**Instruction:** Before the entries: quote word for word the lines starting at the one that contains "Exercise. Mark the woman's raised" and ending at the one that contains "pixel 599 564", with both of those lines included.

**Data listing:**
● ● ● ●

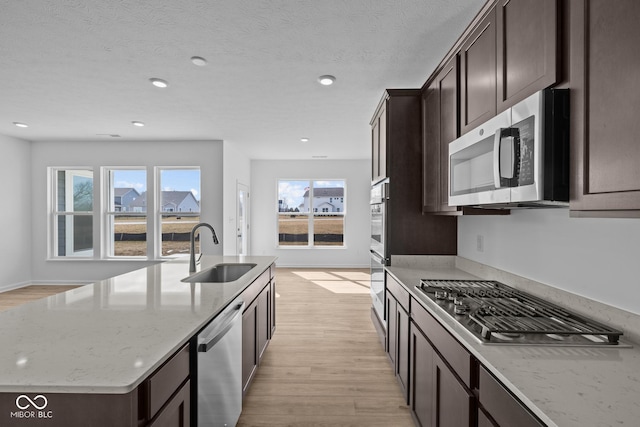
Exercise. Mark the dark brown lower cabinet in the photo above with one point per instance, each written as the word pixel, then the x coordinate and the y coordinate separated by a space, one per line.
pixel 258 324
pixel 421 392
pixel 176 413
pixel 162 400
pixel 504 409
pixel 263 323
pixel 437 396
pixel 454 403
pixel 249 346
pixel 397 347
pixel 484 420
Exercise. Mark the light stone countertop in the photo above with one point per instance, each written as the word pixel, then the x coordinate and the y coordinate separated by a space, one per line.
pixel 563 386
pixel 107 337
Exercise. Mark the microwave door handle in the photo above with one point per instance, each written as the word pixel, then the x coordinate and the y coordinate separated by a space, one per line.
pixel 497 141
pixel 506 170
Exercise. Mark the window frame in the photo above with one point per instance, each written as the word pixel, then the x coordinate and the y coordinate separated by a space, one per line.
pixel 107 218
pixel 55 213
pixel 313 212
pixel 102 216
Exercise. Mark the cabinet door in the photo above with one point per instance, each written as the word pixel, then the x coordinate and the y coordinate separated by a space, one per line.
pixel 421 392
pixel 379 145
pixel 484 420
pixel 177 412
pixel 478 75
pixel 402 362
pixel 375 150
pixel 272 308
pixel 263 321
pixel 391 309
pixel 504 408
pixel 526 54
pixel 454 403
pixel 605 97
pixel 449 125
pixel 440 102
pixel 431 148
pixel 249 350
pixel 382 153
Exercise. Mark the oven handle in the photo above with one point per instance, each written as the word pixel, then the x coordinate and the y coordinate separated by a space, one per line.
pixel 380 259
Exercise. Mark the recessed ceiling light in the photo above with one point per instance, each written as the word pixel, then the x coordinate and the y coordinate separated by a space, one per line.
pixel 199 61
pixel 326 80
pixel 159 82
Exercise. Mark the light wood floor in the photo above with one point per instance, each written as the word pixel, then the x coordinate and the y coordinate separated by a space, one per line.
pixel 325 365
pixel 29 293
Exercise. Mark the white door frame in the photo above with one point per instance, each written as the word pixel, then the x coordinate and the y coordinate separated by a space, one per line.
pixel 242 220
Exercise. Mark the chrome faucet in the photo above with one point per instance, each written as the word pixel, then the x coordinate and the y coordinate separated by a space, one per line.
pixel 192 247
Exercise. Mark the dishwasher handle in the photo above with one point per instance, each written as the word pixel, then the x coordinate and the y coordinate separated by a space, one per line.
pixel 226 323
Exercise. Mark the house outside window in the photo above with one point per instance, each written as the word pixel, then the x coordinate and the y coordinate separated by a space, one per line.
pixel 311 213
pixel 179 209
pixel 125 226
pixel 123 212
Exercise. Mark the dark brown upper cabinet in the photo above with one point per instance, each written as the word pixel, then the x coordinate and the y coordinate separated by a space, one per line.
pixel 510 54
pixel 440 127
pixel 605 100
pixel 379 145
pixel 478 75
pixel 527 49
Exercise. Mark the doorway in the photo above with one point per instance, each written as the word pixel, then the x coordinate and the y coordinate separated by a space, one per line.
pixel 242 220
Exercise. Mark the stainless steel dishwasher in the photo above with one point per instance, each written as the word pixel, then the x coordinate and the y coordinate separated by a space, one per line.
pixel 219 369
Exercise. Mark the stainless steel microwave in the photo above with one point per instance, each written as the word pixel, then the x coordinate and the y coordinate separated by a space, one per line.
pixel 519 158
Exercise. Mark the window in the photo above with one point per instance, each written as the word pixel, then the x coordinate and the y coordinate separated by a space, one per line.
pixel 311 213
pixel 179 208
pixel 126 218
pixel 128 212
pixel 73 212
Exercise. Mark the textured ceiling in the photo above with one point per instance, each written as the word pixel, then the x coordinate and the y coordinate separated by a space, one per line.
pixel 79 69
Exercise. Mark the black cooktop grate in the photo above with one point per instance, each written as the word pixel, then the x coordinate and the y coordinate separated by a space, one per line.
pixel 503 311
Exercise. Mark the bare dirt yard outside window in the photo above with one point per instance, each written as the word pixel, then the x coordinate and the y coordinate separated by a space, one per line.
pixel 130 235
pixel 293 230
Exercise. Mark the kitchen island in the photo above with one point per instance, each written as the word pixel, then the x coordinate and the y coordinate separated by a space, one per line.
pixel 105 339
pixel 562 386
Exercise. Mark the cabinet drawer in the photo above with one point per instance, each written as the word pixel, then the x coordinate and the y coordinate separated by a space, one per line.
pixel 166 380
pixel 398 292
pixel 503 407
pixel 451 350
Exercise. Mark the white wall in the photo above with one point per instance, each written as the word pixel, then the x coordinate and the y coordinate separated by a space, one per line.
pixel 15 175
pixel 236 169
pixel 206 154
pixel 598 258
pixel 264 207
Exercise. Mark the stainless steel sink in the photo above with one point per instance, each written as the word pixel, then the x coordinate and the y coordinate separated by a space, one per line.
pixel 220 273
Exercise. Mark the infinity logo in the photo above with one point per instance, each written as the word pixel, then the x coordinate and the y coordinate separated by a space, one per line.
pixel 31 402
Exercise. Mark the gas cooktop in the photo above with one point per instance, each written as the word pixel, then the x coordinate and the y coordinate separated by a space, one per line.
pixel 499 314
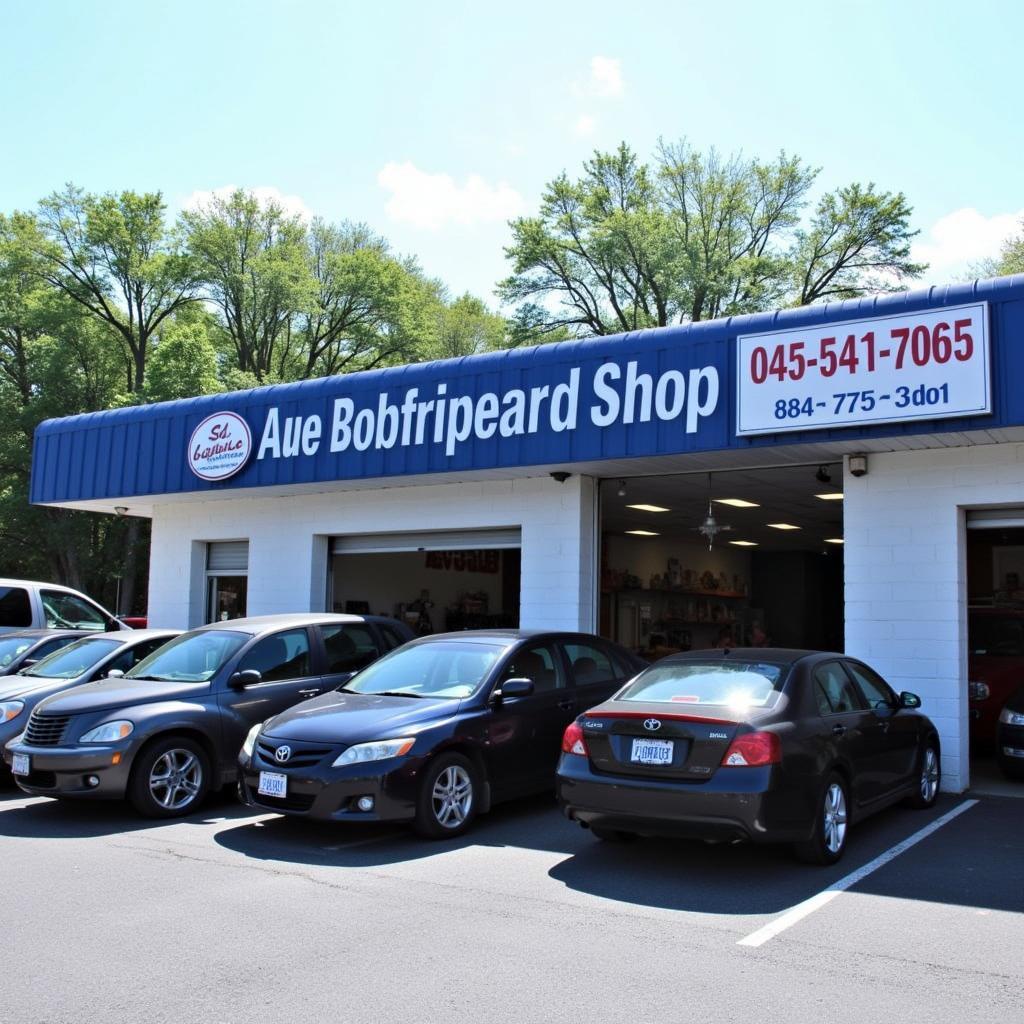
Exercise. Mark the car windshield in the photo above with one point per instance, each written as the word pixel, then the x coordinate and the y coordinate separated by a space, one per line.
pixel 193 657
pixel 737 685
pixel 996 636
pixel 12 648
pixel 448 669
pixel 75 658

● ● ● ●

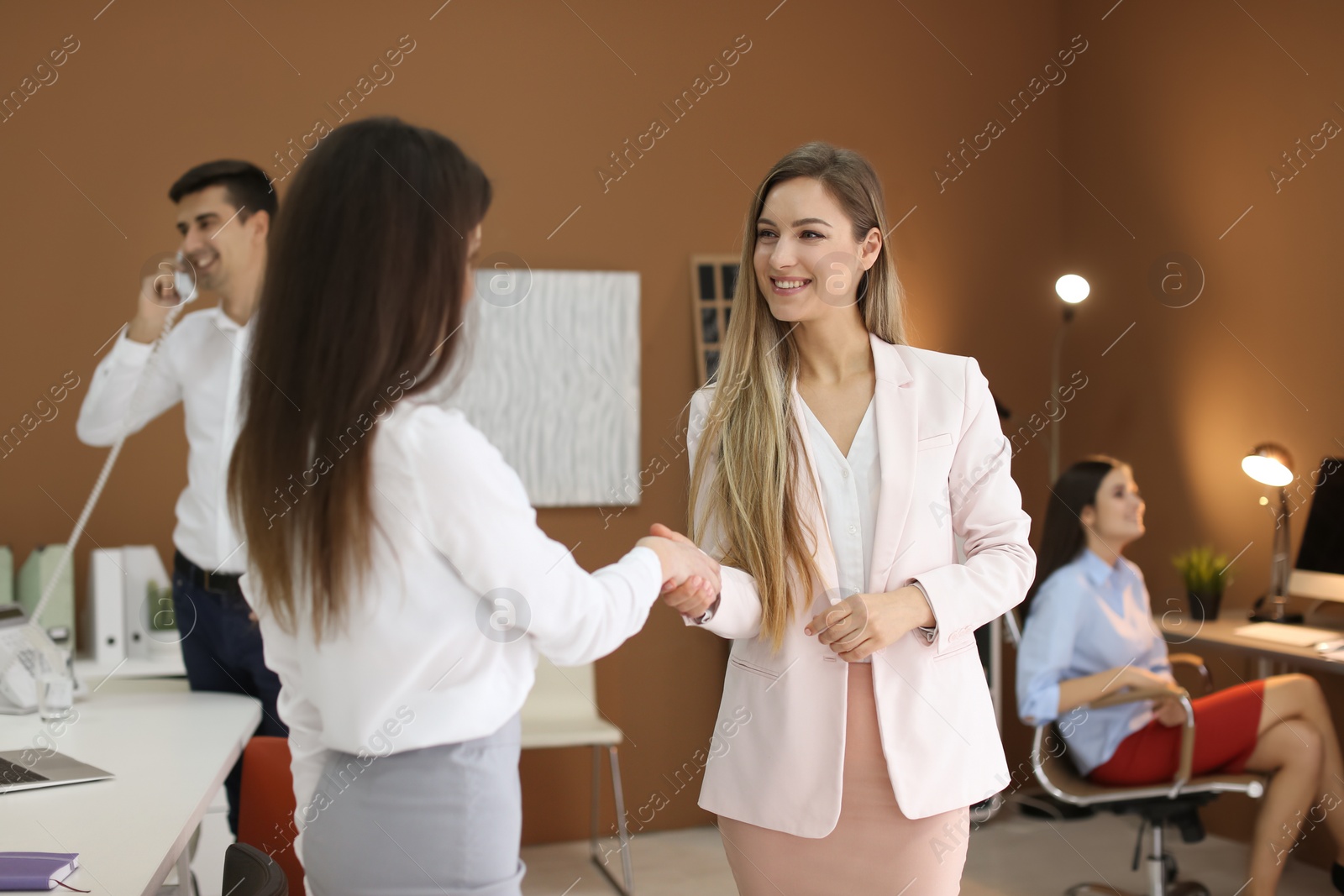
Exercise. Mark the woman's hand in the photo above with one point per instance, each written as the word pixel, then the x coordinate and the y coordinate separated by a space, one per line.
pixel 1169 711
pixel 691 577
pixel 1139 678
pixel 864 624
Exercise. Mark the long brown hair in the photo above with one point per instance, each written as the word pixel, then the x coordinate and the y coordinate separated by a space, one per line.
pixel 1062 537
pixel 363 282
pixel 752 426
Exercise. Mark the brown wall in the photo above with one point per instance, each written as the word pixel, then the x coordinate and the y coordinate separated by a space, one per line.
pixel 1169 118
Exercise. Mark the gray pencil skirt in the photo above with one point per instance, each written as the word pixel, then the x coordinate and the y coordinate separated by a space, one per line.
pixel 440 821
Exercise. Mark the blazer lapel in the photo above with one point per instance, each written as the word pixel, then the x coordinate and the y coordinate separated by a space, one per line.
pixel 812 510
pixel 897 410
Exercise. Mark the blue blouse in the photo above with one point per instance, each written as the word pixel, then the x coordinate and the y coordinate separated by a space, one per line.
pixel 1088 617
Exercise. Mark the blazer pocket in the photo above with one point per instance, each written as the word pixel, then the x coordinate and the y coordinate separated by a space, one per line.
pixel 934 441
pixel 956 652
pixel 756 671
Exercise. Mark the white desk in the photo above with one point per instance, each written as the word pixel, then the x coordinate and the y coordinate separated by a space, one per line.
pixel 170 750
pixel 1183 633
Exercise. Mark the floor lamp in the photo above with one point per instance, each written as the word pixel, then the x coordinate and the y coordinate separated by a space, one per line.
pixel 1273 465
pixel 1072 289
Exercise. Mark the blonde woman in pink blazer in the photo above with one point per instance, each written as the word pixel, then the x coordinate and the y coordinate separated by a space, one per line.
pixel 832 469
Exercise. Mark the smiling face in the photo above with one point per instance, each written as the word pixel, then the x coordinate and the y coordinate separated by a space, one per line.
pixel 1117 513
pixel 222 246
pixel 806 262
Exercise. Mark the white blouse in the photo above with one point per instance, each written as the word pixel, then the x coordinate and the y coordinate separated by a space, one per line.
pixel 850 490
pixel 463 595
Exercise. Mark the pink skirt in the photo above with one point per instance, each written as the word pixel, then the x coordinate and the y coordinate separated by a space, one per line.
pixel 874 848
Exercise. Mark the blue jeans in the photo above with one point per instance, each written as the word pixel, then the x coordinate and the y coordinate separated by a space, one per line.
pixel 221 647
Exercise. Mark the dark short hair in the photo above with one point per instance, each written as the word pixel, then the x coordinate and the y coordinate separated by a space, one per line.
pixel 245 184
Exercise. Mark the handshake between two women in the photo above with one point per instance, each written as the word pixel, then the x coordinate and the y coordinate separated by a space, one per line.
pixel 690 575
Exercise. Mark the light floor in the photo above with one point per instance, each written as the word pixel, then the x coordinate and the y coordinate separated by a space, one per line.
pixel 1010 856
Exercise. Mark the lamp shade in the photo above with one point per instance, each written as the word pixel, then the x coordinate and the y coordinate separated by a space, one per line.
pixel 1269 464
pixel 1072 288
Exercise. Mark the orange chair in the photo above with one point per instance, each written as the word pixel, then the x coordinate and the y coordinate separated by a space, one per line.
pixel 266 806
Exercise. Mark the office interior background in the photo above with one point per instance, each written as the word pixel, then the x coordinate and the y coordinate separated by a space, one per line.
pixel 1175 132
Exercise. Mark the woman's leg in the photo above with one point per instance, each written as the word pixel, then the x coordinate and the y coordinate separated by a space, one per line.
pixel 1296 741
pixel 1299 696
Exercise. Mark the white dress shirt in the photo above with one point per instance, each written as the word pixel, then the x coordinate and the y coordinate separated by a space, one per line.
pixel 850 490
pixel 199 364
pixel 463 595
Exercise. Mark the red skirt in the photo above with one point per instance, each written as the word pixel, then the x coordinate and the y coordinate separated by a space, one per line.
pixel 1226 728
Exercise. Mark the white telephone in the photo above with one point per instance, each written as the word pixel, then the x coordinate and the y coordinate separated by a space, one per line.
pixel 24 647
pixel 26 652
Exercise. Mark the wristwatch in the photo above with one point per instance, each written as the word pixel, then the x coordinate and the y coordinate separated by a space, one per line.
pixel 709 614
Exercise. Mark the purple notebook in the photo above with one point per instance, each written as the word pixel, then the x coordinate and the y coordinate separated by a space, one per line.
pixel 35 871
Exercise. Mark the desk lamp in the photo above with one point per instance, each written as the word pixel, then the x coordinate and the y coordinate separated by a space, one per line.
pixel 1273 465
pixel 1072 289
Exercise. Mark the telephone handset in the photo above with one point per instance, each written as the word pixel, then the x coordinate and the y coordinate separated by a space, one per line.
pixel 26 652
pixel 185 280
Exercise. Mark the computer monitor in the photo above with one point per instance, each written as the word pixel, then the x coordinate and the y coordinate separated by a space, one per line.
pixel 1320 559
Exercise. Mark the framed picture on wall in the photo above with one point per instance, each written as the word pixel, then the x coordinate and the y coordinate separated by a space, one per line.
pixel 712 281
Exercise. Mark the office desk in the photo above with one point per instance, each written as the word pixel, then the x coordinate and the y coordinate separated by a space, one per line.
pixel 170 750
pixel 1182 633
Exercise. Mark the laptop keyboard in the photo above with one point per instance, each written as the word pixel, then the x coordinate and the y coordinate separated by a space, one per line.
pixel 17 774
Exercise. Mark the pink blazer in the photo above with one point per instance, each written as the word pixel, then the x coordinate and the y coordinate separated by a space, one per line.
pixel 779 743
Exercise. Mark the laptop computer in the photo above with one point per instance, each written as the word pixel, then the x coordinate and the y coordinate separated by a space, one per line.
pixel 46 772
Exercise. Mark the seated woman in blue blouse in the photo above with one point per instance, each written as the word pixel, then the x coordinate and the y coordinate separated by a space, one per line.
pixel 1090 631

● ● ● ●

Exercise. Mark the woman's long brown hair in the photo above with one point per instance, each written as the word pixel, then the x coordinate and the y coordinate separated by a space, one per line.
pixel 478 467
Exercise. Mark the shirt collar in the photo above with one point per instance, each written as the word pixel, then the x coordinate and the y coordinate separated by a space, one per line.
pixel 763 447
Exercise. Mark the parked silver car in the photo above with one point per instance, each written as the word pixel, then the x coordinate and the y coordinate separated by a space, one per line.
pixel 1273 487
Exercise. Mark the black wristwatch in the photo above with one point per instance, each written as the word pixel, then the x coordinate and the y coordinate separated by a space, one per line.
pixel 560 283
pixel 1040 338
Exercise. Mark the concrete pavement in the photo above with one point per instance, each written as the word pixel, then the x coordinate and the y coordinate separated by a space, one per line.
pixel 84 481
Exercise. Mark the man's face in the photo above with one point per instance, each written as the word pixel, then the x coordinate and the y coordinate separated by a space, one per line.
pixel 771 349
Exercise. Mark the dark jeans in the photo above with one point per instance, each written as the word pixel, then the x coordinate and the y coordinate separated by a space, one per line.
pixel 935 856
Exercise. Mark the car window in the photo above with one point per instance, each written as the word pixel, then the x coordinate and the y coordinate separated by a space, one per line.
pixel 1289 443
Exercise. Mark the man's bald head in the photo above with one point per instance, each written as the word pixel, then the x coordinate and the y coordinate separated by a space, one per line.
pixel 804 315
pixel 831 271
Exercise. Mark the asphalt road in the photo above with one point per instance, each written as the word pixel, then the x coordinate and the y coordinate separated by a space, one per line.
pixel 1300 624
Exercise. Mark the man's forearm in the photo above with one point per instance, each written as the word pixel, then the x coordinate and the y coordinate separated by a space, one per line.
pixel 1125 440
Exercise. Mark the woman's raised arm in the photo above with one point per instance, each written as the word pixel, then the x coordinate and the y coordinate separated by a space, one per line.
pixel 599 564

● ● ● ●

**Result of the task:**
Exercise. Mark the woman's raised arm in the photo above with one point per instance, each written as the word pixel, then the x coordinate and the y coordinate separated by a space, one per line.
pixel 599 564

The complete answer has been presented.